• SOURCE EXCERPT:
★ ★ ★ ★ ★

Storage Transfer Service can be used to transfer large amounts of data between Cloud Storage buckets, either within the same Google Cloud project, or between different projects.
Bucket migrations are useful in a number of scenarios. They can be used to consolidate data from separate projects, to move data into a backup location, or to change the location of your data.
When to use Storage Transfer Service
Google Cloud offers multiple options to transfer data between Cloud Storage buckets. We recommend the following guidelines:
Transferring less than 1 TB: Use
gcloud
. For instructions, refer to Move and rename buckets.Transferring more than 1 TB: Use Storage Transfer Service. Storage Transfer Service is a managed transfer option that provides out of the box security, reliability, and performance. It eliminates the need to optimize and maintain scripts, and handle retries.
This guide discusses best practices when transferring data between Cloud Storage buckets using Storage Transfer Service.
Define a transfer strategy
What your transfer strategy looks like depends on the complexity of your situation. Make sure to include the following considerations in your plan.
Choose a bucket name
To move your data to a storage bucket with a different location, choose one of the following approaches:
- New bucket name. Update your applications to point to a storage bucket with a different name.
- Keep bucket name. Replace your storage bucket to keep the current name, meaning you don't need to update your applications.

★ ★ ★ ★ ★

• EXTRACTED MATERIAL:
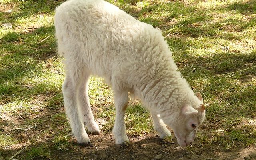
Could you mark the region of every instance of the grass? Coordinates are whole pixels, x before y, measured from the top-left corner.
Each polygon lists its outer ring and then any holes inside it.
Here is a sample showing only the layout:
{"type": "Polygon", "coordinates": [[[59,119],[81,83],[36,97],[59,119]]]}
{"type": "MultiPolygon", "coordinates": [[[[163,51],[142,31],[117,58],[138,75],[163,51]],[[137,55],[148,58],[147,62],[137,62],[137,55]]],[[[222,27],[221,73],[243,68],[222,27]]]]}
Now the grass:
{"type": "MultiPolygon", "coordinates": [[[[52,151],[78,149],[64,114],[64,73],[56,53],[54,10],[63,1],[0,0],[0,24],[12,25],[0,27],[0,159],[28,145],[16,158],[51,159],[52,151]]],[[[160,28],[182,75],[202,94],[206,120],[190,151],[255,147],[256,1],[109,1],[160,28]]],[[[95,118],[109,133],[114,121],[112,91],[101,78],[90,80],[95,118]]],[[[154,132],[142,106],[129,103],[129,137],[154,132]]]]}

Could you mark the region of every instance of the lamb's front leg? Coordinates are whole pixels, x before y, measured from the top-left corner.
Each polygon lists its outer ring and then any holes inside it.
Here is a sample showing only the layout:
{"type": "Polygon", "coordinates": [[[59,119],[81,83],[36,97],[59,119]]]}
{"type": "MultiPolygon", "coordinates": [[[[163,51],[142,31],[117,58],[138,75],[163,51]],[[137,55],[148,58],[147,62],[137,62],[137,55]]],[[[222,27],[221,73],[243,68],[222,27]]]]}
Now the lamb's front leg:
{"type": "Polygon", "coordinates": [[[87,130],[94,134],[100,134],[99,126],[94,120],[90,105],[88,95],[88,81],[90,74],[84,74],[83,79],[78,88],[78,100],[80,111],[82,113],[84,124],[87,127],[87,130]]]}
{"type": "Polygon", "coordinates": [[[151,113],[151,116],[153,119],[154,129],[159,136],[160,138],[163,139],[170,136],[171,132],[166,128],[165,124],[161,121],[157,114],[156,113],[151,113]]]}
{"type": "Polygon", "coordinates": [[[124,124],[124,114],[129,100],[128,92],[115,92],[114,96],[116,119],[112,134],[116,140],[116,144],[123,144],[125,142],[129,142],[124,124]]]}

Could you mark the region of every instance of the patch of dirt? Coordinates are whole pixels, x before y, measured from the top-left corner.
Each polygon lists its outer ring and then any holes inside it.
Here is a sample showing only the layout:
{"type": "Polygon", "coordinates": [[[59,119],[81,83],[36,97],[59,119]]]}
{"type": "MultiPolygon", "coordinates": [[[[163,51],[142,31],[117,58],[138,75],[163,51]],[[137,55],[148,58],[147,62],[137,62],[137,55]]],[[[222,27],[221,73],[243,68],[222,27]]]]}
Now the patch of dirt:
{"type": "Polygon", "coordinates": [[[254,147],[238,150],[218,151],[218,145],[212,149],[183,148],[175,143],[166,144],[153,133],[138,139],[130,138],[130,144],[117,146],[112,136],[104,134],[100,136],[89,136],[94,143],[92,147],[80,147],[71,152],[55,153],[52,159],[62,160],[154,160],[161,154],[160,160],[253,160],[256,158],[254,147]],[[246,158],[246,159],[245,159],[246,158]]]}

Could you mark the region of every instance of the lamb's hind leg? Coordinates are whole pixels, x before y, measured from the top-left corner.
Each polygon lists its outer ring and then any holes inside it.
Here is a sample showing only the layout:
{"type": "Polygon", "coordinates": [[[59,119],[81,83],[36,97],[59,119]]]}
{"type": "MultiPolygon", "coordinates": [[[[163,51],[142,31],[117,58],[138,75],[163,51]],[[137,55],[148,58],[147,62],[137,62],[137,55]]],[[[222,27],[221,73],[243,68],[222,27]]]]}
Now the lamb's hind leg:
{"type": "Polygon", "coordinates": [[[160,138],[163,139],[170,136],[171,132],[166,128],[165,124],[161,121],[157,114],[155,113],[151,113],[151,116],[153,119],[154,129],[159,136],[160,138]]]}
{"type": "Polygon", "coordinates": [[[84,126],[82,122],[77,105],[76,93],[80,82],[79,72],[66,72],[66,76],[62,86],[62,93],[64,98],[64,106],[66,113],[69,119],[70,126],[73,134],[76,137],[77,142],[80,144],[87,146],[90,144],[84,126]]]}
{"type": "Polygon", "coordinates": [[[96,123],[90,105],[88,95],[88,81],[90,74],[84,74],[79,87],[78,92],[78,106],[82,113],[84,124],[87,127],[87,130],[94,134],[100,134],[99,126],[96,123]]]}
{"type": "Polygon", "coordinates": [[[116,140],[116,144],[123,144],[129,139],[126,133],[124,114],[129,100],[127,92],[114,92],[116,106],[116,119],[112,133],[116,140]]]}

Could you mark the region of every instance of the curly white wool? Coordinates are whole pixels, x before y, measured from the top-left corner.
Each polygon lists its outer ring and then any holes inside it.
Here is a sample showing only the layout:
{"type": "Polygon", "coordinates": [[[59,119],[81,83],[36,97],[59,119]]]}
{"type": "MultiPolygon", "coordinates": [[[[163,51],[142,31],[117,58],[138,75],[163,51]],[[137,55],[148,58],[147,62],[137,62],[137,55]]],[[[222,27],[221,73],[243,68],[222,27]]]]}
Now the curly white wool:
{"type": "Polygon", "coordinates": [[[100,133],[89,102],[90,74],[103,77],[113,90],[116,144],[128,141],[124,120],[128,92],[145,103],[161,138],[170,135],[162,120],[182,146],[194,140],[190,124],[199,125],[204,119],[202,99],[177,71],[159,30],[102,0],[65,2],[56,9],[54,25],[58,54],[65,58],[64,105],[78,143],[90,143],[83,124],[100,133]]]}

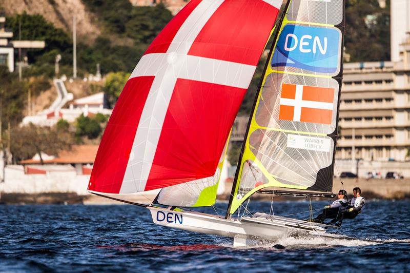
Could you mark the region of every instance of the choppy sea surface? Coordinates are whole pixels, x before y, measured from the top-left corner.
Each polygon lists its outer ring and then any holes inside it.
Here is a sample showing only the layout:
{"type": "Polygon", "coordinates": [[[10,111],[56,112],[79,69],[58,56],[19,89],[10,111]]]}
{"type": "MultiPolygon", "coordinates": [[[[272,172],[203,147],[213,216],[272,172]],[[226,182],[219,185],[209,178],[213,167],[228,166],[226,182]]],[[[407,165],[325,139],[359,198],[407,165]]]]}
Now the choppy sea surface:
{"type": "MultiPolygon", "coordinates": [[[[254,211],[271,206],[252,204],[254,211]]],[[[327,204],[313,202],[314,214],[327,204]]],[[[308,206],[278,202],[274,209],[286,215],[308,206]]],[[[232,239],[155,225],[132,205],[1,206],[0,271],[408,272],[409,218],[408,200],[369,200],[363,213],[329,231],[353,239],[289,237],[235,249],[232,239]]]]}

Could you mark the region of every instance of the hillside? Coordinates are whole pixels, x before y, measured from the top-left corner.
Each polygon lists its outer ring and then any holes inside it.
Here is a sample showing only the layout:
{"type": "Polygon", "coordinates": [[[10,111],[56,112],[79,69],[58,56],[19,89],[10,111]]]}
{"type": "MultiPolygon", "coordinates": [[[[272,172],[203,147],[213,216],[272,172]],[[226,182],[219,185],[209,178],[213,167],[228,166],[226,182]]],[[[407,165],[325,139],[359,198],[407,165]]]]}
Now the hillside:
{"type": "Polygon", "coordinates": [[[95,16],[87,10],[80,0],[0,0],[0,7],[8,16],[25,11],[29,14],[42,14],[56,28],[69,33],[72,33],[75,14],[77,35],[88,44],[93,43],[101,32],[95,16]]]}

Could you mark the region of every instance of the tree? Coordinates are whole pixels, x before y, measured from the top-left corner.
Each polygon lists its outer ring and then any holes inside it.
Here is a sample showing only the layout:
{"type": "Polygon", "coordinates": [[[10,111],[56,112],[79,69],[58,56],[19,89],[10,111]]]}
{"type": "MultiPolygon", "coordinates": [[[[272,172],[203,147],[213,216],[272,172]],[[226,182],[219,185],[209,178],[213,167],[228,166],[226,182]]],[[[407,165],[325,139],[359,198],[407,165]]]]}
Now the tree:
{"type": "Polygon", "coordinates": [[[351,62],[390,59],[390,5],[377,0],[348,0],[344,46],[351,62]]]}
{"type": "Polygon", "coordinates": [[[107,76],[103,90],[110,106],[114,107],[129,77],[125,72],[110,73],[107,76]]]}
{"type": "Polygon", "coordinates": [[[10,150],[15,163],[32,158],[38,153],[44,164],[42,152],[57,155],[61,150],[70,149],[72,139],[66,132],[59,132],[55,127],[43,127],[30,123],[26,126],[15,126],[11,130],[10,150]]]}
{"type": "Polygon", "coordinates": [[[97,138],[101,131],[101,126],[94,119],[80,115],[77,119],[75,136],[87,136],[89,139],[97,138]]]}
{"type": "Polygon", "coordinates": [[[59,120],[55,125],[57,132],[68,132],[70,129],[70,124],[67,121],[63,119],[59,120]]]}
{"type": "Polygon", "coordinates": [[[229,150],[228,151],[228,159],[231,166],[236,166],[238,164],[240,150],[242,148],[242,142],[233,141],[230,143],[229,150]]]}
{"type": "Polygon", "coordinates": [[[94,119],[99,123],[105,123],[108,120],[108,116],[98,113],[95,115],[94,119]]]}

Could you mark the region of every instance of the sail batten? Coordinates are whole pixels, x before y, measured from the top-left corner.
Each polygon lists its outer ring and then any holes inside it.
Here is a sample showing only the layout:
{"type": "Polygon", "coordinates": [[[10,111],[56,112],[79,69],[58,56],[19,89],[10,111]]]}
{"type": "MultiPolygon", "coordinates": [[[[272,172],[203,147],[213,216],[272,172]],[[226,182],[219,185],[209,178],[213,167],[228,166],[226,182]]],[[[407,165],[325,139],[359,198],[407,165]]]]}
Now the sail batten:
{"type": "Polygon", "coordinates": [[[343,1],[288,2],[245,136],[227,217],[268,187],[332,191],[343,13],[343,1]]]}

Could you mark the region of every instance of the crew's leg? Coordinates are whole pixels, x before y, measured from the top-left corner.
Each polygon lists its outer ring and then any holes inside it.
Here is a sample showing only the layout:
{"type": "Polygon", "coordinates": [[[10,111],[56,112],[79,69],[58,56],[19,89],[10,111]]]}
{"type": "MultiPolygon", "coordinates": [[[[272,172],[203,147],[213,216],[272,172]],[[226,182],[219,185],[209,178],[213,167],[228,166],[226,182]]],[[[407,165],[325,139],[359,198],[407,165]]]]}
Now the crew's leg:
{"type": "Polygon", "coordinates": [[[313,219],[313,222],[316,223],[323,223],[324,219],[326,218],[326,209],[324,208],[322,211],[322,213],[316,216],[316,217],[313,219]]]}

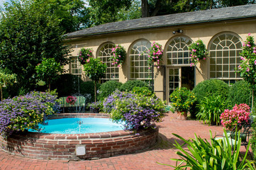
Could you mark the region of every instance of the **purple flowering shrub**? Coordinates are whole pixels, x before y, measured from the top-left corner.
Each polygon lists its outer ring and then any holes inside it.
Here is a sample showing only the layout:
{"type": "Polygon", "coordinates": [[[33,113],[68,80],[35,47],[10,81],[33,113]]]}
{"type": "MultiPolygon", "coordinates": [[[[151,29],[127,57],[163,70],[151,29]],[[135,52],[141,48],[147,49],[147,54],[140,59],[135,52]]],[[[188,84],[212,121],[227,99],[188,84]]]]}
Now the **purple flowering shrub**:
{"type": "Polygon", "coordinates": [[[109,95],[108,97],[105,98],[103,101],[103,111],[105,113],[110,113],[113,108],[116,108],[115,101],[117,99],[126,99],[133,97],[134,94],[121,92],[116,90],[109,95]]]}
{"type": "Polygon", "coordinates": [[[114,98],[110,117],[114,122],[124,122],[126,130],[147,128],[164,117],[165,106],[161,99],[128,92],[122,92],[121,95],[125,97],[114,98]]]}
{"type": "Polygon", "coordinates": [[[0,103],[0,134],[7,137],[13,131],[38,130],[38,123],[60,111],[55,91],[31,91],[25,96],[5,99],[0,103]]]}

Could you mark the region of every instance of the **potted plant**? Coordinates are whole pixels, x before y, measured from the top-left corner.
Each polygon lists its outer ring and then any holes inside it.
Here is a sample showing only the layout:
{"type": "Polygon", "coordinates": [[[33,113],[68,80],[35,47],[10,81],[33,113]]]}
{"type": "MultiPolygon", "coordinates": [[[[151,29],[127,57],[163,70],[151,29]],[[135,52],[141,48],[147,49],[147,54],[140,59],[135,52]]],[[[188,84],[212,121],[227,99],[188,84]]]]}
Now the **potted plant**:
{"type": "Polygon", "coordinates": [[[192,43],[189,47],[189,49],[191,52],[190,55],[191,67],[196,65],[200,60],[205,60],[206,59],[208,52],[206,45],[204,44],[202,40],[198,40],[196,42],[192,43]]]}
{"type": "Polygon", "coordinates": [[[120,67],[126,60],[126,50],[121,45],[117,45],[115,47],[112,48],[112,54],[113,55],[109,58],[109,60],[112,61],[111,64],[120,67]]]}
{"type": "Polygon", "coordinates": [[[221,125],[231,131],[238,123],[249,123],[250,107],[245,103],[235,104],[232,110],[226,109],[221,115],[221,125]]]}
{"type": "MultiPolygon", "coordinates": [[[[163,56],[162,45],[153,42],[153,43],[151,44],[151,47],[148,50],[148,65],[151,66],[152,62],[157,62],[158,65],[157,68],[159,68],[160,62],[162,61],[163,56]]],[[[155,65],[156,64],[155,64],[155,65]]]]}
{"type": "Polygon", "coordinates": [[[177,119],[187,120],[187,111],[196,101],[194,94],[186,87],[181,87],[172,92],[169,99],[177,113],[177,119]]]}

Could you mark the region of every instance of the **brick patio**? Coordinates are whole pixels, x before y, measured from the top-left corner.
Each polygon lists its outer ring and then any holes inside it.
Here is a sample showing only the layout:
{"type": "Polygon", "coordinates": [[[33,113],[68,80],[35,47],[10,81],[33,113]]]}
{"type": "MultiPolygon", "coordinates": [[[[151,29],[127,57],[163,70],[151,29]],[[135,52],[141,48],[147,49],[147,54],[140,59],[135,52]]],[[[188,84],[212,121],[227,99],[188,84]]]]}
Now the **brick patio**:
{"type": "MultiPolygon", "coordinates": [[[[0,151],[0,169],[172,169],[156,162],[174,165],[170,158],[177,158],[177,151],[172,144],[176,139],[172,133],[177,133],[189,139],[194,134],[208,139],[209,130],[213,134],[222,134],[221,126],[208,126],[197,120],[177,120],[176,115],[169,113],[164,121],[158,123],[160,135],[158,143],[149,149],[135,154],[121,155],[106,159],[78,162],[40,160],[10,155],[0,151]]],[[[244,148],[242,148],[244,149],[244,148]]]]}

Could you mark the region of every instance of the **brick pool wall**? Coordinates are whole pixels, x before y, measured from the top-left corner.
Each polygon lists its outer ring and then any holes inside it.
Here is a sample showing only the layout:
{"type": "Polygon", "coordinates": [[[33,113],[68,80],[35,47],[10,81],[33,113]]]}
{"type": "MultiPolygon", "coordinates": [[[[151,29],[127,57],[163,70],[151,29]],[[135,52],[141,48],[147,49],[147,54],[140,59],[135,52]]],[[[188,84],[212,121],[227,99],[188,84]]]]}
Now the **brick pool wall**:
{"type": "MultiPolygon", "coordinates": [[[[61,113],[52,118],[108,116],[101,113],[61,113]]],[[[134,153],[150,147],[157,142],[158,128],[143,130],[138,134],[124,130],[72,135],[19,132],[7,140],[0,136],[0,147],[11,154],[37,159],[91,159],[134,153]],[[77,156],[77,147],[85,147],[85,154],[77,156]]]]}

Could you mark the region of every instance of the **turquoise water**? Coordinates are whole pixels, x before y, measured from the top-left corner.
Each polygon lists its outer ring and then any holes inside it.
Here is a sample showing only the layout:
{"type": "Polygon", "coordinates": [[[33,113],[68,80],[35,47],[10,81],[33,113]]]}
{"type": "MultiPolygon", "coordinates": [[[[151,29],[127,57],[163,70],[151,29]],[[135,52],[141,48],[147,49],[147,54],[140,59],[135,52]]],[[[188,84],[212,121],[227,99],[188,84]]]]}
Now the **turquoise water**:
{"type": "Polygon", "coordinates": [[[113,123],[108,118],[62,118],[45,121],[48,124],[40,124],[38,131],[28,130],[28,132],[58,134],[80,134],[116,131],[123,130],[123,125],[113,123]],[[79,122],[82,123],[79,125],[79,122]]]}

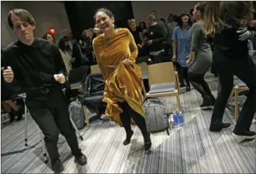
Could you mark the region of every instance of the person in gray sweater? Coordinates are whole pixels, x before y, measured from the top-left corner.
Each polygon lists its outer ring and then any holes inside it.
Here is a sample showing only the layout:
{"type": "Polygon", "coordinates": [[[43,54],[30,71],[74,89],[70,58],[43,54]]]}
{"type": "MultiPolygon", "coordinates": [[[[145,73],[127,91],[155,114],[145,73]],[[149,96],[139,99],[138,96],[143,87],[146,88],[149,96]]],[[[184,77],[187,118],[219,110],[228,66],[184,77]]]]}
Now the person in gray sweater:
{"type": "Polygon", "coordinates": [[[196,21],[191,28],[191,45],[189,58],[187,60],[189,68],[189,80],[193,87],[202,95],[203,102],[200,107],[213,106],[215,98],[207,83],[204,79],[205,72],[211,66],[212,52],[207,42],[203,21],[205,3],[197,3],[194,9],[193,17],[196,21]]]}

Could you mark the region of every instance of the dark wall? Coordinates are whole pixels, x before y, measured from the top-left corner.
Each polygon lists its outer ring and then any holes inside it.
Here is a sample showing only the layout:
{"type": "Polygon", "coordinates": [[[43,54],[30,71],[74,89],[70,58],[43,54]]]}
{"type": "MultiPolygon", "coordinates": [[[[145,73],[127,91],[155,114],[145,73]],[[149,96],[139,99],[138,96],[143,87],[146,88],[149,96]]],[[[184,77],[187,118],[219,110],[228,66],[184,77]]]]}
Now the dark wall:
{"type": "Polygon", "coordinates": [[[65,6],[73,35],[79,37],[85,29],[94,28],[94,16],[98,9],[112,12],[117,27],[126,27],[127,20],[133,18],[131,1],[65,1],[65,6]]]}

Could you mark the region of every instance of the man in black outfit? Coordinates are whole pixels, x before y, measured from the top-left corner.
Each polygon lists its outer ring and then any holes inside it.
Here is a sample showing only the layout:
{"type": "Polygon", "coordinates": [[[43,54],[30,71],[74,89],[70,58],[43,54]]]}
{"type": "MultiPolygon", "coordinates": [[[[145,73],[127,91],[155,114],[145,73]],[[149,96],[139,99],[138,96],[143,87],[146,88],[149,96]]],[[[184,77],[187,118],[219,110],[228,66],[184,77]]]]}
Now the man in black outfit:
{"type": "Polygon", "coordinates": [[[149,54],[153,61],[158,63],[157,55],[161,52],[164,52],[163,48],[163,43],[167,39],[167,33],[164,28],[157,23],[156,17],[152,14],[150,14],[146,18],[148,28],[148,41],[146,44],[148,46],[149,54]]]}
{"type": "Polygon", "coordinates": [[[53,171],[64,170],[57,147],[59,131],[65,137],[76,162],[85,164],[87,157],[78,148],[67,101],[62,91],[66,72],[58,48],[54,44],[34,37],[35,21],[27,10],[10,10],[8,21],[18,41],[3,51],[3,79],[11,83],[15,77],[26,93],[26,106],[44,134],[53,171]]]}

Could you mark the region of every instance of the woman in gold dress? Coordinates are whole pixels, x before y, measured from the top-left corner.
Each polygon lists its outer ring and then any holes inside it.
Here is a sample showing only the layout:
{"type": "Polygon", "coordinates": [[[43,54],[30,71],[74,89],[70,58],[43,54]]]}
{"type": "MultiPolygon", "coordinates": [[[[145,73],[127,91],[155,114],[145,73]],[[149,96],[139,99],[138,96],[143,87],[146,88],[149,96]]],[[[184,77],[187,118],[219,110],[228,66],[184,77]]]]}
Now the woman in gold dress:
{"type": "Polygon", "coordinates": [[[135,64],[138,49],[132,34],[126,28],[115,29],[114,16],[105,8],[94,16],[102,34],[93,41],[93,47],[101,73],[105,79],[104,99],[108,103],[105,114],[126,133],[123,145],[130,143],[133,134],[130,118],[142,133],[145,151],[151,147],[142,104],[142,78],[135,64]]]}

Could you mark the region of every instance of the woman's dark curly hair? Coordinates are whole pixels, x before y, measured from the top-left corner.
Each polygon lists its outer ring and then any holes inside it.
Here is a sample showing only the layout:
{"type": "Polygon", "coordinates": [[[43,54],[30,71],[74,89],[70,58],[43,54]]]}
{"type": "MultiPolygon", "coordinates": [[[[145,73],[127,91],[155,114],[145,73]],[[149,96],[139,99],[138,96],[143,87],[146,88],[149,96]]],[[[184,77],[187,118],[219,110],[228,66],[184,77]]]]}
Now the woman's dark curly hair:
{"type": "Polygon", "coordinates": [[[51,37],[53,38],[53,43],[55,44],[55,41],[56,41],[56,40],[55,40],[55,37],[54,37],[53,35],[53,34],[51,34],[51,32],[46,32],[46,33],[45,33],[45,34],[42,36],[42,39],[44,39],[44,40],[47,40],[47,35],[51,35],[51,37]]]}
{"type": "Polygon", "coordinates": [[[180,28],[182,28],[182,26],[183,26],[182,17],[184,17],[184,16],[187,16],[189,17],[189,21],[187,22],[187,24],[189,25],[189,26],[191,26],[192,24],[193,24],[192,21],[191,21],[190,14],[187,12],[184,12],[180,17],[178,17],[178,20],[177,20],[178,26],[180,28]]]}
{"type": "Polygon", "coordinates": [[[69,46],[65,45],[65,42],[68,42],[69,41],[69,39],[67,36],[62,37],[60,39],[59,42],[58,43],[58,45],[59,46],[59,48],[62,50],[66,50],[66,48],[69,48],[69,46]]]}
{"type": "Polygon", "coordinates": [[[253,20],[252,1],[207,1],[204,14],[207,34],[214,34],[225,27],[248,26],[253,20]]]}

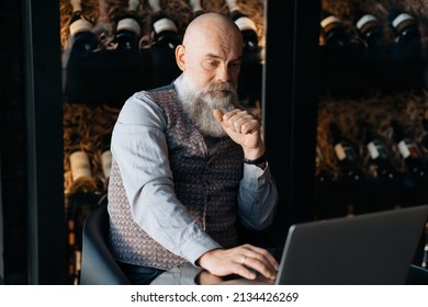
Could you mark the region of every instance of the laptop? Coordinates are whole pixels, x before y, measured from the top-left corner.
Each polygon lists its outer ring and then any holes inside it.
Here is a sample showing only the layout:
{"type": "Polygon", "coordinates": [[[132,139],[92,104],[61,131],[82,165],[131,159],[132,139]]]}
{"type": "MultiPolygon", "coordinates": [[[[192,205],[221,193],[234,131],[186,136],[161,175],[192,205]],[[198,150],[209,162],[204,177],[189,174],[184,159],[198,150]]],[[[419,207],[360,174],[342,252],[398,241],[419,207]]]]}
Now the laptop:
{"type": "Polygon", "coordinates": [[[277,255],[274,282],[259,274],[256,280],[213,275],[212,281],[199,283],[202,270],[189,263],[160,274],[151,284],[405,284],[427,219],[428,205],[420,205],[292,225],[277,255]]]}
{"type": "Polygon", "coordinates": [[[292,225],[277,285],[405,284],[428,205],[292,225]]]}

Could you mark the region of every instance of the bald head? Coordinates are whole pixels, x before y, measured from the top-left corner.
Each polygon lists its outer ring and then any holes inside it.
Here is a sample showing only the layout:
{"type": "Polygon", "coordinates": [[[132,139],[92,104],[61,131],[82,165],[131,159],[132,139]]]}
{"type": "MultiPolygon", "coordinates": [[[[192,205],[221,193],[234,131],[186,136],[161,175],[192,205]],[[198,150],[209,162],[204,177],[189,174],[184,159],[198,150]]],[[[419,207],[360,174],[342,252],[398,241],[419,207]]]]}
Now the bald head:
{"type": "Polygon", "coordinates": [[[205,13],[187,27],[176,49],[177,65],[195,88],[209,83],[237,87],[243,56],[243,34],[227,15],[205,13]]]}
{"type": "Polygon", "coordinates": [[[199,39],[228,39],[228,43],[241,45],[239,27],[226,15],[205,13],[195,18],[187,27],[183,45],[199,39]]]}

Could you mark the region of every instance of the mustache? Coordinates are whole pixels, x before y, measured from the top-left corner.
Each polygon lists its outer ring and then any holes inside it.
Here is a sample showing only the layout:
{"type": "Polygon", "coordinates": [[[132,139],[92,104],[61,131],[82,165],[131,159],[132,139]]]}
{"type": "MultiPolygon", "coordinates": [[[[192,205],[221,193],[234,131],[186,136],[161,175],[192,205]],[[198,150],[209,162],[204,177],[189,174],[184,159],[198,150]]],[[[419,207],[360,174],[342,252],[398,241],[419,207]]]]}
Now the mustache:
{"type": "Polygon", "coordinates": [[[215,91],[235,92],[235,87],[232,83],[213,83],[207,86],[204,90],[205,93],[215,91]]]}

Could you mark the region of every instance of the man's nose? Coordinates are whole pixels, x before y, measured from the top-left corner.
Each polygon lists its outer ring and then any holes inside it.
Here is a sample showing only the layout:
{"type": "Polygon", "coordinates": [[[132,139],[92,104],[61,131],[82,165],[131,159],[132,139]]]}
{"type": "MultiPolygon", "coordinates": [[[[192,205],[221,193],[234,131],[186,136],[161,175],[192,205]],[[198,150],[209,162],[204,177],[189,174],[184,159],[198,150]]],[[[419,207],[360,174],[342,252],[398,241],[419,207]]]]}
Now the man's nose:
{"type": "Polygon", "coordinates": [[[217,81],[230,82],[230,71],[227,65],[221,65],[217,69],[217,81]]]}

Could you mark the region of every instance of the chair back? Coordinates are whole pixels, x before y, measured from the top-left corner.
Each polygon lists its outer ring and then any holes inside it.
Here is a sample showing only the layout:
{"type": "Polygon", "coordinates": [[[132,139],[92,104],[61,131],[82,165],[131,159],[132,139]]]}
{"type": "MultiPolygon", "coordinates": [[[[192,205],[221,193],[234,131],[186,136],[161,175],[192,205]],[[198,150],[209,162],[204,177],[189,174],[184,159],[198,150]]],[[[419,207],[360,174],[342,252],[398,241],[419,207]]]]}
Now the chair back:
{"type": "Polygon", "coordinates": [[[80,285],[131,284],[110,252],[109,227],[106,204],[100,205],[85,219],[80,285]]]}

★ ★ ★ ★ ★

• SET TASK A: Write out the passage of the Storage Transfer Service guide from "Bucket migrations are" up to and including "of your data.", word for word.
• SET TASK B: According to the Storage Transfer Service guide, what are the scenarios in which bucket migrations are useful? List all of them.
• SET TASK C: Extend the Storage Transfer Service guide past its final sentence, picking up right after the description of the approach that keeps the bucket name.

• REPLY A:
Bucket migrations are useful in a number of scenarios. They can be used to consolidate data from separate projects, to move data into a backup location, or to change the location of your data.

• REPLY B:
- Consolidating data from separate projects
- Moving data into a backup location
- Changing the location of your data

• REPLY C:
In both cases you should plan for downtime, and give your users suitable notice that downtime is coming. Review the following explanations to understand which choice is best for you.
New bucket name
With a new bucket name, you need to update all code and services that use your current bucket. How you do this depends on how your applications are built and deployed.
For certain setups this approach might have less downtime, but requires more work to ensure a smooth transition. It involves the following steps:
- Copying your data to a new storage bucket.
- Starting your downtime.
- Updating your applications to point to the new bucket.
- Verifying that everything works as expected, and that all relevant systems and accounts have access to the bucket.
- Deleting the original bucket.
- Ending your downtime.
Keep bucket name
Use this approach if you prefer not to change your code to point to a new bucket name. It involves the following steps:
- Copying your data to a temporary storage bucket.
- Starting your downtime.
- Deleting your original bucket.
- Creating a new bucket with the same name as your original bucket.
- Copying the data to your new bucket from the temporary bucket.
- Deleting the temporary bucket.
- Verifying that everything works as expected, and that all relevant systems and accounts have access to the bucket.
- Ending your downtime.
Minimize downtime
Storage Transfer Service does not lock reads or writes on the source or destination buckets during a transfer.
If you choose to manually lock reads/writes on your bucket, you can minimize downtime by transferring your data in two steps: seed, and sync.
Seed transfer: Perform a bulk transfer without locking read/write on the source.
Sync transfer: After the first run is complete, lock the read/write on the source bucket and perform another transfer. Storage Transfer Service transfers are incremental by default, so this second transfer only transfers data that changed during the seed transfer.
Optimize the transfer speed
When estimating how long a transfer job takes, consider the possible bottlenecks. For example, if the source has billions of small files, then your transfer speed is going to be QPS-bound. If object sizes are large, bandwidth might be the bottleneck.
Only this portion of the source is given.